[START DOCUMENT SEGMENT]
Posts tagged as:

discrimination against motorcyclists

Sitting On The Sidelines Is Not An Option

by Jeff on November 1, 2010

By Rob Dingman, President and CEO
American Motorcyclist Association

As I reflect on the unprecedented attacks on motorcycling in 2009, and the enormity of the challenges ahead, I have reached an inescapable conclusion: No longer can any motorcyclist afford to sit on the sidelines.

The days are gone when we can page through bike reviews, get recommendations from friends, buy a used or new motorcycle, and just go riding. Not if we expect to do so in five, 10 or 20 years.

If this sounds like “Chicken Little” thinking, let me awaken you from this simple children’s story. Enjoy riding off-road on public land? Last year, we lost 2 million acres to inappropriate federal Wilderness designations, and there are many more millions of acres being targeted in Congress right now.
[END DOCUMENT SEGMENT]
EXERCISES:
1. Answer these questions about the post on motorcyclists leaving the sidelines:
(a) Who wrote the piece, and what position does he hold?
(b) On what date was it posted?
(c) How many acres does the post say were lost last year, and to what?
2. In the post on motorcyclists leaving the sidelines, substitute "the Senate" for "Congress" and write out everything from "By Rob Dingman, President" down to "Congress right now.".
3. Carry the post on motorcyclists leaving the sidelines forward from the point where it stops.
The entries on this page aren't needed for any of the work here.
[START DATASET ENTRIES]
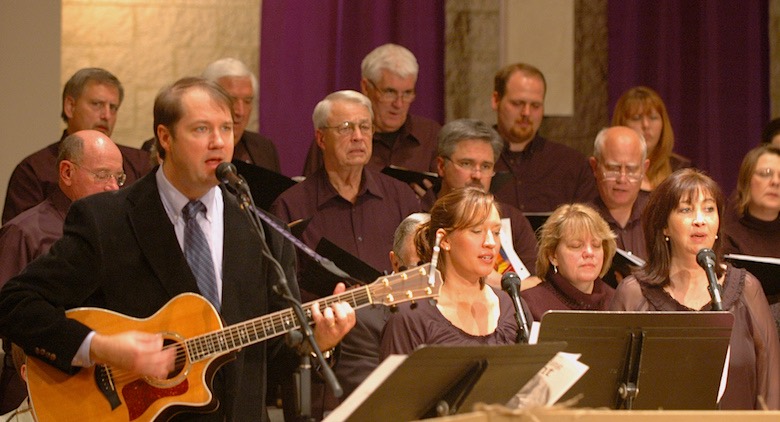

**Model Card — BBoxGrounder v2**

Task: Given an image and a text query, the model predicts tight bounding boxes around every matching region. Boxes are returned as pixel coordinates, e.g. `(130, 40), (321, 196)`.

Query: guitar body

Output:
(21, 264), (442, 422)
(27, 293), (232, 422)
[END DATASET ENTRIES]
[START DATASET ENTRIES]
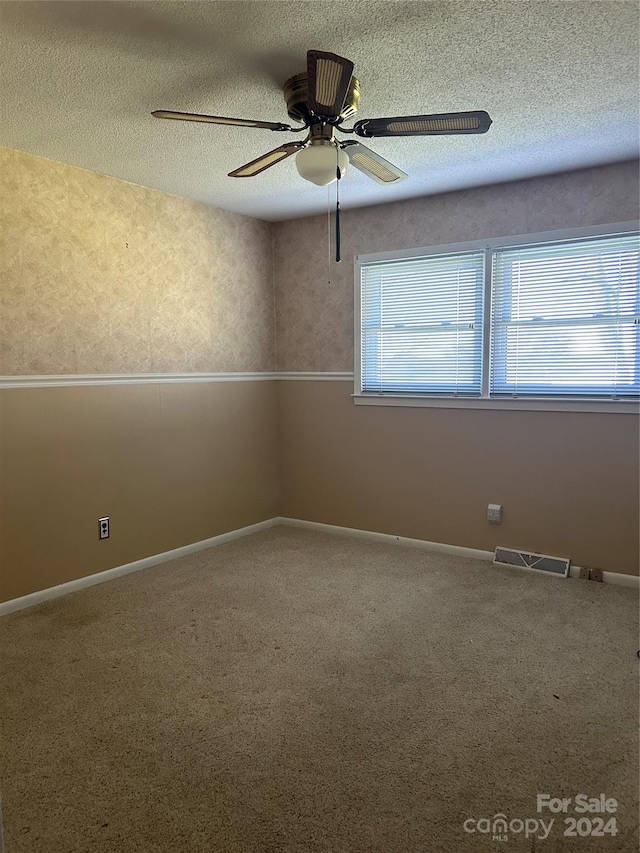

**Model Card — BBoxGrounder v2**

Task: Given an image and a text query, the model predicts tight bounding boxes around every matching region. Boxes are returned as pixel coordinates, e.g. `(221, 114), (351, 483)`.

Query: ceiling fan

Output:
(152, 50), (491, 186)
[END DATASET ENTRIES]
[START DATASET ENTRIES]
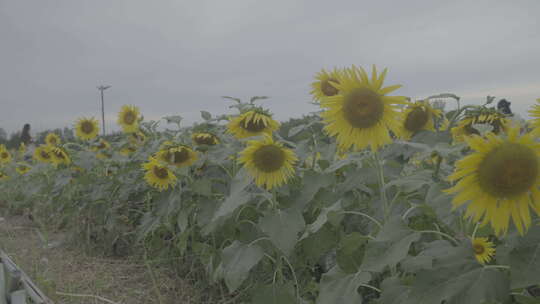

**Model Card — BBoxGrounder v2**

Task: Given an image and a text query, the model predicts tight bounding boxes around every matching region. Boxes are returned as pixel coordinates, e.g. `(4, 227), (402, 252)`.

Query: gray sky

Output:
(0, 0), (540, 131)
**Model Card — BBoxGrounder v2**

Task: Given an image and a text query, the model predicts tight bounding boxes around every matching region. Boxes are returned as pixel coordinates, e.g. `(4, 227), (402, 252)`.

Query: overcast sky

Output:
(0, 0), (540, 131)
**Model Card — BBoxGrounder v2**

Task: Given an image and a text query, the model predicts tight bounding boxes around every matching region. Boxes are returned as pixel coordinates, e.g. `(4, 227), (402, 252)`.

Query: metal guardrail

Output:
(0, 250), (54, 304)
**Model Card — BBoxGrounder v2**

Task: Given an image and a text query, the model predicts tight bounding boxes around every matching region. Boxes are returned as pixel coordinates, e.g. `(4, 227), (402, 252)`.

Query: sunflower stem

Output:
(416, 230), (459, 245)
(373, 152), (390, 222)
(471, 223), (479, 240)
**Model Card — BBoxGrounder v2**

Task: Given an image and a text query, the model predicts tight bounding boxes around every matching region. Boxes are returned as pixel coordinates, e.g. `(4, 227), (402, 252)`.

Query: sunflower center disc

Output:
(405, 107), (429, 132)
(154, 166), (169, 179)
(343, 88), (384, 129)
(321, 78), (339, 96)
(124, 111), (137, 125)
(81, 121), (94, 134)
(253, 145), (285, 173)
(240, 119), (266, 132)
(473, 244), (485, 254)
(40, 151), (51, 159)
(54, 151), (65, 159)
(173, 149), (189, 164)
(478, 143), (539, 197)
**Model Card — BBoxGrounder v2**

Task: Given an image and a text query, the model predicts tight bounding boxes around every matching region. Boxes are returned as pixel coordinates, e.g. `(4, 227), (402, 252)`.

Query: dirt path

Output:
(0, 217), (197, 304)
[END DATASET ENTRIES]
TASK-BY-TASK OUTPUTS:
1.
(a) Rob Dingman, President and CEO of the American Motorcyclist Association.
(b) November 1, 2010.
(c) 2 million acres, lost to inappropriate federal Wilderness designations.

2.
By Rob Dingman, President and CEO
American Motorcyclist Association

As I reflect on the unprecedented attacks on motorcycling in 2009, and the enormity of the challenges ahead, I have reached an inescapable conclusion: No longer can any motorcyclist afford to sit on the sidelines.

The days are gone when we can page through bike reviews, get recommendations from friends, buy a used or new motorcycle, and just go riding. Not if we expect to do so in five, 10 or 20 years.

If this sounds like “Chicken Little” thinking, let me awaken you from this simple children’s story. Enjoy riding off-road on public land? Last year, we lost 2 million acres to inappropriate federal Wilderness designations, and there are many more millions of acres being targeted in the Senate right now.

3.
OK, you tell yourself, I can always go riding at my local MX track. Not so fast—every week we learn of MX tracks in urban areas under threat of closure due to noise complaints.

To view the non-partisan voter guide, please click on image, and log onto AMA if you’re a member. If not, please join the AMA, then log in. It’s easy, and money well spent.

Think street riding is immune to restriction? The same excessive sound complaints that threaten tracks are causing cities large and small to target street motorcyclists with unfair ordinances and laws, while allowing other loud noise emitters to remain unchecked.

Street riding is also under attack from safetycrats who point to the increase in motorcycle crashes and fatalities on our highways and demand action, especially when automobile fatalities are at historic lows. The AMA opposes straight pipes; strongly advocates the voluntary use of protective gear, including helmets certified by the manufacturer to meet the DOT standard; and welcomes the expanded availability of anti-lock braking. But are you ready for mandated OE-exhausts, inflatable riding suits, airbags and roll cages?

Impossible, you say? All it takes is a stroke of the pen.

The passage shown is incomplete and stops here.